**Problem 1**
Decide whether each statement below agrees with the article on the ACA insurance exchanges. Answer yes or no for each one, and quote the words of the article that settle it. (a) Open enrollment for the 2020 coverage year ends on Dec. 15. (b) Premiums for the benchmark plans on HealthCare.gov are expected to rise. (c) Fewer than half of exchange customers received a tax credit as of March 2019.
**Problem 2**
Summarize the article on the ACA insurance exchanges in two sentences.
**Problem 3**
Pick up the article on the ACA insurance exchanges after its last sentence and continue writing it.

**Text shown**
==================================================

The Affordable Care Act’s (ACA's) insurance exchanges are the most stable they have been in years, but questions remain on whether the market’s enrollment can grow.
Open enrollment for the 2020 coverage year starts Nov. 1 and runs through Dec. 15, and premiums for the benchmark plans on the federally run HealthCare.gov are expected to decline by about 4%. Experts say that while enrollment growth appears to have plateaued, there are areas that could lead to more customers.
“It is not a growing market,” said Chris Sloan, associate principal for the consulting firm Avalere. “Don’t expect the core group of beneficiaries to change in the coming years.”
The main reason for the lack of growth is the high premiums for the unsubsidized population on the exchanges.
As of March 2019, there were 10.6 million customers on federal and state-based exchanges, and 87% of those got a tax credit to lower costs, according to a Centers for Medicare & Medicaid Services report.

==================================================

**Information**
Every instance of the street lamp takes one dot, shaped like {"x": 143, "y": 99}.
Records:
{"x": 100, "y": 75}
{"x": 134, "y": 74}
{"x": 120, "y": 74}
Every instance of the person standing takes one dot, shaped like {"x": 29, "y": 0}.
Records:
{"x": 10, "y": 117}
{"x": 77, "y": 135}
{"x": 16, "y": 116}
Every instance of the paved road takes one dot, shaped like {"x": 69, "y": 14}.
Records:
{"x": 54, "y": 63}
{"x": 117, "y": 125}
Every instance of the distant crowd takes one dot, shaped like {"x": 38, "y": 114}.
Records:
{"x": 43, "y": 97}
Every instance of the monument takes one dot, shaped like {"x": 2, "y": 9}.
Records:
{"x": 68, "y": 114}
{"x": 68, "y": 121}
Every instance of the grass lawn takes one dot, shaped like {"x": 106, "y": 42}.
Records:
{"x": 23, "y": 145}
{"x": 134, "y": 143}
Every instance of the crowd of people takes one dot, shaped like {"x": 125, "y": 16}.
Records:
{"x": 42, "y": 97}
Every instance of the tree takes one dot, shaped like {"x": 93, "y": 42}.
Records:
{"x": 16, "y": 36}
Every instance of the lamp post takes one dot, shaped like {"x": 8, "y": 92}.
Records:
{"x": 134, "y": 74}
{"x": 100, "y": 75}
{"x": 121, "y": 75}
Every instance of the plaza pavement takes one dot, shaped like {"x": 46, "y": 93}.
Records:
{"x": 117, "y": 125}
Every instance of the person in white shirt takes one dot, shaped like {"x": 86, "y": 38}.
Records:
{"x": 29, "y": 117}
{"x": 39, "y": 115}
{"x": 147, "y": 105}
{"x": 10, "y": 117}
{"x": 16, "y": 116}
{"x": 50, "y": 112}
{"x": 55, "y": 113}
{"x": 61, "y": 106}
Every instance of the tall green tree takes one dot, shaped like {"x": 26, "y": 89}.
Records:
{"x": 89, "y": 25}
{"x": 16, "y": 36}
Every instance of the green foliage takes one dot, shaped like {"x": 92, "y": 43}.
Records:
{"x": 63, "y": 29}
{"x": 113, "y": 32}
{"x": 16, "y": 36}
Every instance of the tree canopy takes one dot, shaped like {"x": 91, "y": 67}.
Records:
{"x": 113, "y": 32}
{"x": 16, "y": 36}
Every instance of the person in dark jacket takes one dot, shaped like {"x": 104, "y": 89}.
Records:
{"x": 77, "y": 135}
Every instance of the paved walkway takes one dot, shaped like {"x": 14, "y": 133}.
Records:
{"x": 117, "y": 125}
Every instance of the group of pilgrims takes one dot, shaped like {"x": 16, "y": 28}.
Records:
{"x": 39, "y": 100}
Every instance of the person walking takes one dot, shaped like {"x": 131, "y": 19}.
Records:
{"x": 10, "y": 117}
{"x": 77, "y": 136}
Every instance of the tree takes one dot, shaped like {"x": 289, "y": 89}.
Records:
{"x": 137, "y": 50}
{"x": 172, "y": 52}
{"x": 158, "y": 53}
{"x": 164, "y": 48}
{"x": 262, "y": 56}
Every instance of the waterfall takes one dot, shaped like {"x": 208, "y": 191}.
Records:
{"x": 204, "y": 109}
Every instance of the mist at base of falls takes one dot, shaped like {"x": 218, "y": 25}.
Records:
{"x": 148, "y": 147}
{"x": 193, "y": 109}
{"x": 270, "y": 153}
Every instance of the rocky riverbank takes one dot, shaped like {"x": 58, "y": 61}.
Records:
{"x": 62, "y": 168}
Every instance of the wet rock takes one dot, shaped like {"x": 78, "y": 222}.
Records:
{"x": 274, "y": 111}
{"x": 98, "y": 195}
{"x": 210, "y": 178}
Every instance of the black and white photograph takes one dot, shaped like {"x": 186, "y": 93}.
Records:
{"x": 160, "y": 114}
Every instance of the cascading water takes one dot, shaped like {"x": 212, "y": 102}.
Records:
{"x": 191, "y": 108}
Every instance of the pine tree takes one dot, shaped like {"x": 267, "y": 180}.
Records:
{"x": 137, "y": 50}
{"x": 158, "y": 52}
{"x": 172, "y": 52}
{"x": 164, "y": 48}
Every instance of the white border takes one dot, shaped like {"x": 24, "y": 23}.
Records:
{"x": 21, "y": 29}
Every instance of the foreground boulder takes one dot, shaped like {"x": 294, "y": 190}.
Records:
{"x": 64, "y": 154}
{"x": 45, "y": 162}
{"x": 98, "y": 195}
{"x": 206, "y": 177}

==================================================

**Answer section 1**
(a) Yes: "Open enrollment for the 2020 coverage year starts Nov. 1 and runs through Dec. 15"
(b) No: "premiums for the benchmark plans on the federally run HealthCare.gov are expected to decline by about 4%"
(c) No: "87% of those got a tax credit to lower costs"

**Answer section 2**
The ACA's insurance exchanges are the most stable they have been in years, and benchmark premiums on HealthCare.gov are expected to fall by about 4% for the 2020 open enrollment, which runs from Nov. 1 to Dec. 15. Enrollment growth appears to have plateaued, mainly because of high premiums for the unsubsidized population, though experts say some areas could bring in more customers.

**Answer section 3**
The unsubsidized population has steadily declined on the exchanges rapidly over the past several years. From 2016 to 2018, the unsubsidized population declined by 40% as 2.5 million unsubsidized customers fled.
The biggest headwind for growth on the exchanges is still “affordability for unsubsidized people,” said Katherine Hempstead, senior policy advisor for the Robert Wood Johnson Foundation. “The plans are so expensive."
It also remains unclear what can be done to reverse the affordability issue with unsubsidized customers.
“There will have to be a fundamental policy change to that market to fix that dynamic,” Sloan said.
But experts were optimistic about areas that could spur some growth.
Chief among them is a rule the Trump administration finalized back in June to expand the use of health reimbursement arrangements (HRAs). The rule would reconfigure Obama-era regulations that would limit the use of HRAs starting in January 2020.
The new rule could lead to more employers subsidizing their workers to get an exchange plan.
“The attraction for an employer is they can give you a fixed amount of money and raise it every year and say go buy insurance,” Sloan said. “That is the attraction for the employer and for the employee: It is an HRA, so it is tax-exempt.”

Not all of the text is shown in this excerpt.